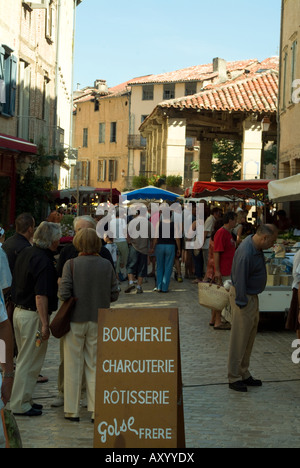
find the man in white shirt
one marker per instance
(6, 341)
(216, 213)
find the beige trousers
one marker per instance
(30, 359)
(80, 358)
(243, 333)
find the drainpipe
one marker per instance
(279, 90)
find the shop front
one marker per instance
(11, 151)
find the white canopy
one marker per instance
(285, 190)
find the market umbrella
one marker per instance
(150, 193)
(285, 190)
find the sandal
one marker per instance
(42, 379)
(223, 326)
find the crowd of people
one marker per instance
(34, 280)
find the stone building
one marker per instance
(237, 101)
(36, 64)
(289, 91)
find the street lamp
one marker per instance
(265, 124)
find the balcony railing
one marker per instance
(39, 132)
(136, 142)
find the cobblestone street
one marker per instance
(214, 415)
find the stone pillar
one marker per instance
(175, 147)
(205, 160)
(251, 149)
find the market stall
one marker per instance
(150, 193)
(278, 293)
(232, 189)
(285, 190)
(87, 197)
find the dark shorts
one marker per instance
(137, 263)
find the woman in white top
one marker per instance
(293, 319)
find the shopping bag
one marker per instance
(213, 296)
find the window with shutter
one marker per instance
(8, 85)
(101, 170)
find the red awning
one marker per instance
(246, 188)
(17, 144)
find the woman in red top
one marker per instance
(224, 250)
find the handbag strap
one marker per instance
(72, 266)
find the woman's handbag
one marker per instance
(61, 324)
(213, 296)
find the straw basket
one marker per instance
(213, 296)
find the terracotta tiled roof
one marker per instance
(88, 94)
(256, 92)
(195, 73)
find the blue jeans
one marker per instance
(165, 255)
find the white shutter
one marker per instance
(38, 4)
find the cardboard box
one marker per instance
(286, 280)
(273, 280)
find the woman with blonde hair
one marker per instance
(92, 280)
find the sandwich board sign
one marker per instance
(138, 400)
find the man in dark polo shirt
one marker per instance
(34, 291)
(25, 225)
(249, 278)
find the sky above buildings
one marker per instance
(119, 40)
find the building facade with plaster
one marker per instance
(36, 74)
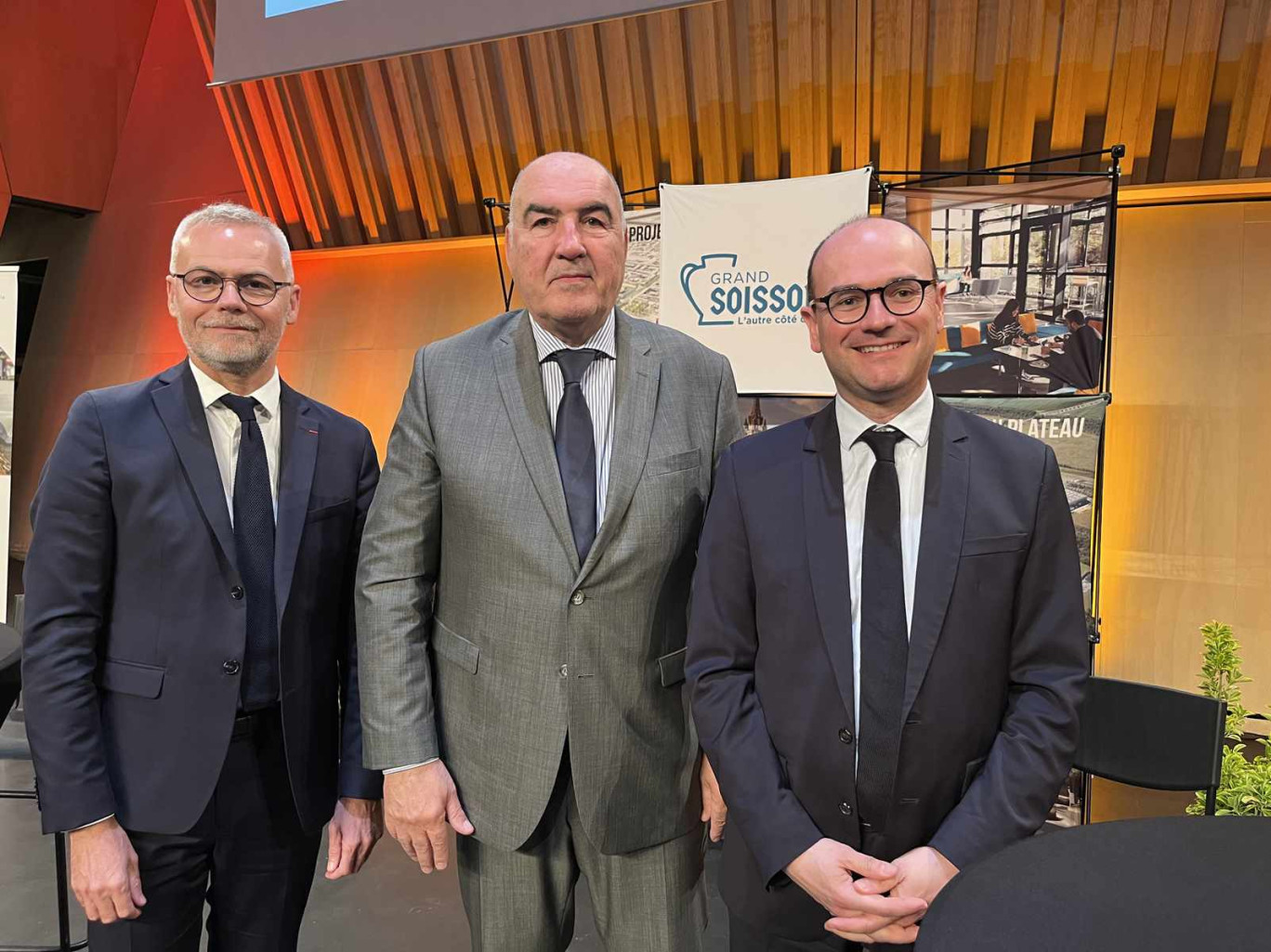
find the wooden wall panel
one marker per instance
(1187, 531)
(755, 89)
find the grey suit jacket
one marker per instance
(483, 641)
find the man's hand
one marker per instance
(417, 804)
(352, 834)
(714, 809)
(104, 873)
(824, 871)
(921, 873)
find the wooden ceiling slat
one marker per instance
(297, 169)
(1195, 89)
(1240, 97)
(957, 24)
(362, 169)
(707, 93)
(763, 85)
(1259, 107)
(335, 176)
(864, 85)
(671, 93)
(412, 134)
(918, 83)
(1068, 126)
(753, 89)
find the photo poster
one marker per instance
(642, 283)
(1015, 261)
(1071, 426)
(7, 379)
(735, 265)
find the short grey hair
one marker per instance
(517, 182)
(857, 220)
(231, 214)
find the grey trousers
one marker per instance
(652, 900)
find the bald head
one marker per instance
(557, 165)
(874, 233)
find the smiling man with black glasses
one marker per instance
(190, 661)
(886, 641)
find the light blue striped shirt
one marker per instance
(597, 389)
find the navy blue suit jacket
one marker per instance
(998, 656)
(134, 607)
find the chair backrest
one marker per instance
(1149, 737)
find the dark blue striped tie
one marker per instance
(884, 634)
(253, 541)
(576, 449)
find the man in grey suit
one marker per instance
(522, 593)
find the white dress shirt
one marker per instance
(858, 459)
(227, 431)
(597, 389)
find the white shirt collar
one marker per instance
(914, 421)
(549, 344)
(269, 394)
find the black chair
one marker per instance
(1153, 737)
(10, 684)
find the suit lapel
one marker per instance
(941, 547)
(297, 455)
(520, 382)
(825, 530)
(636, 383)
(186, 421)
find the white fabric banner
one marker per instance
(735, 262)
(641, 295)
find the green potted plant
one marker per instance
(1244, 789)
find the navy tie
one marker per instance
(884, 634)
(253, 541)
(576, 449)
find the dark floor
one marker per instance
(389, 906)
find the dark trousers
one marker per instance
(743, 937)
(247, 855)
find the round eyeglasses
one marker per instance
(848, 306)
(207, 286)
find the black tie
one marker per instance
(576, 449)
(884, 634)
(253, 539)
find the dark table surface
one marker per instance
(1162, 885)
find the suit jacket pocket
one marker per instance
(132, 678)
(989, 544)
(675, 463)
(328, 511)
(454, 647)
(671, 668)
(969, 776)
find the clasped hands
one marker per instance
(871, 900)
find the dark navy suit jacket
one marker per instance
(135, 611)
(997, 662)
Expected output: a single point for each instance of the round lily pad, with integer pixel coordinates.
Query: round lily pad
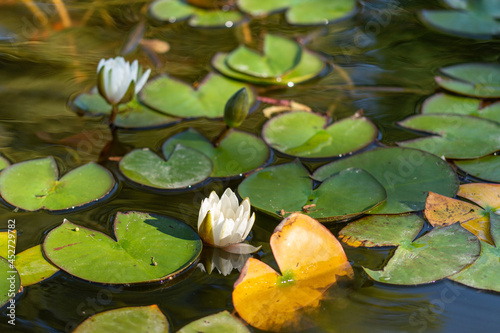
(454, 136)
(34, 184)
(472, 79)
(382, 230)
(238, 153)
(282, 189)
(176, 10)
(302, 12)
(179, 99)
(221, 322)
(141, 319)
(434, 256)
(148, 248)
(484, 272)
(444, 103)
(9, 281)
(279, 56)
(487, 168)
(184, 167)
(407, 175)
(462, 23)
(131, 115)
(306, 134)
(310, 66)
(33, 267)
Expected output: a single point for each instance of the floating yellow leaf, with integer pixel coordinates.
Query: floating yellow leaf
(309, 257)
(442, 211)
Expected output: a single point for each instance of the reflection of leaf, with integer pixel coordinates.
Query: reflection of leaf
(441, 210)
(434, 256)
(309, 257)
(382, 230)
(221, 260)
(131, 319)
(221, 322)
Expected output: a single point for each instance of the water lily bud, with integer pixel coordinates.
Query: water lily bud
(119, 81)
(236, 109)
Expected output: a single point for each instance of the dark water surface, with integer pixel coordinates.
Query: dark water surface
(388, 54)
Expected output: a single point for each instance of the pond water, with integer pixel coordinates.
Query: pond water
(388, 61)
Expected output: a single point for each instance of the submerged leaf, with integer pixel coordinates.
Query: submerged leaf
(310, 259)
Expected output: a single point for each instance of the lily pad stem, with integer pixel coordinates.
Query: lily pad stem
(221, 136)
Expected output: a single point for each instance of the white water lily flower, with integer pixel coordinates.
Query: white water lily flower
(225, 223)
(119, 81)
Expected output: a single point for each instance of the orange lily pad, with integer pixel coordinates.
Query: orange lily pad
(310, 259)
(442, 211)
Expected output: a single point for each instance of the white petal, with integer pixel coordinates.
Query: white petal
(241, 248)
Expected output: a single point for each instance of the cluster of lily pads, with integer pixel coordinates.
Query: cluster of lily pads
(388, 186)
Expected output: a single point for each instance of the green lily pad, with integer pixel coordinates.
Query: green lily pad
(472, 79)
(407, 175)
(455, 136)
(282, 189)
(238, 153)
(221, 322)
(444, 103)
(302, 12)
(185, 167)
(176, 10)
(434, 256)
(179, 99)
(487, 167)
(462, 23)
(148, 248)
(3, 163)
(310, 66)
(140, 319)
(484, 272)
(280, 56)
(34, 184)
(33, 267)
(131, 115)
(9, 281)
(306, 134)
(382, 230)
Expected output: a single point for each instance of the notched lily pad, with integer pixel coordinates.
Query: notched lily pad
(171, 11)
(382, 230)
(279, 56)
(444, 103)
(434, 256)
(282, 189)
(238, 153)
(133, 115)
(140, 319)
(222, 322)
(472, 79)
(406, 174)
(310, 66)
(179, 99)
(302, 12)
(183, 168)
(35, 184)
(454, 136)
(307, 135)
(9, 281)
(148, 248)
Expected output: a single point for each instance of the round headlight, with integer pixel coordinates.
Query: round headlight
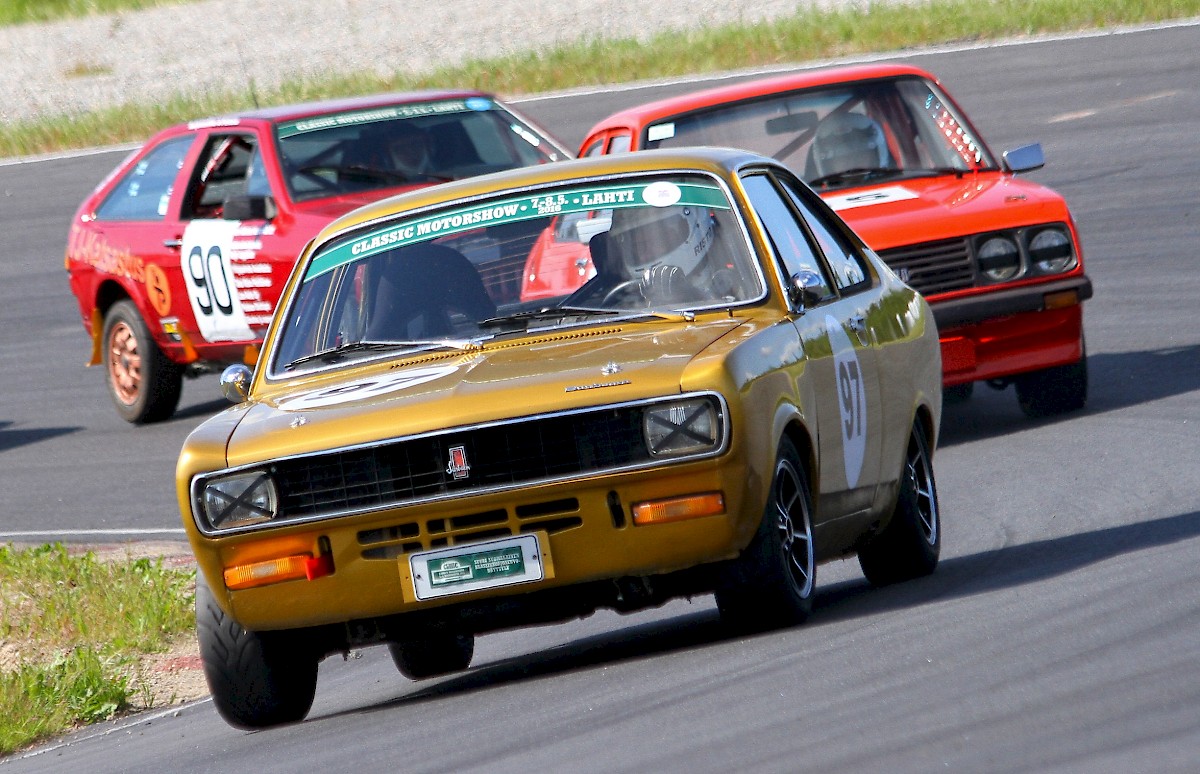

» **WORK TO COMPLETE**:
Each line of the data that includes "trousers" should be copied.

» **EXERCISE OUTPUT**:
find the beige trousers
find the grey trousers
find the dark trousers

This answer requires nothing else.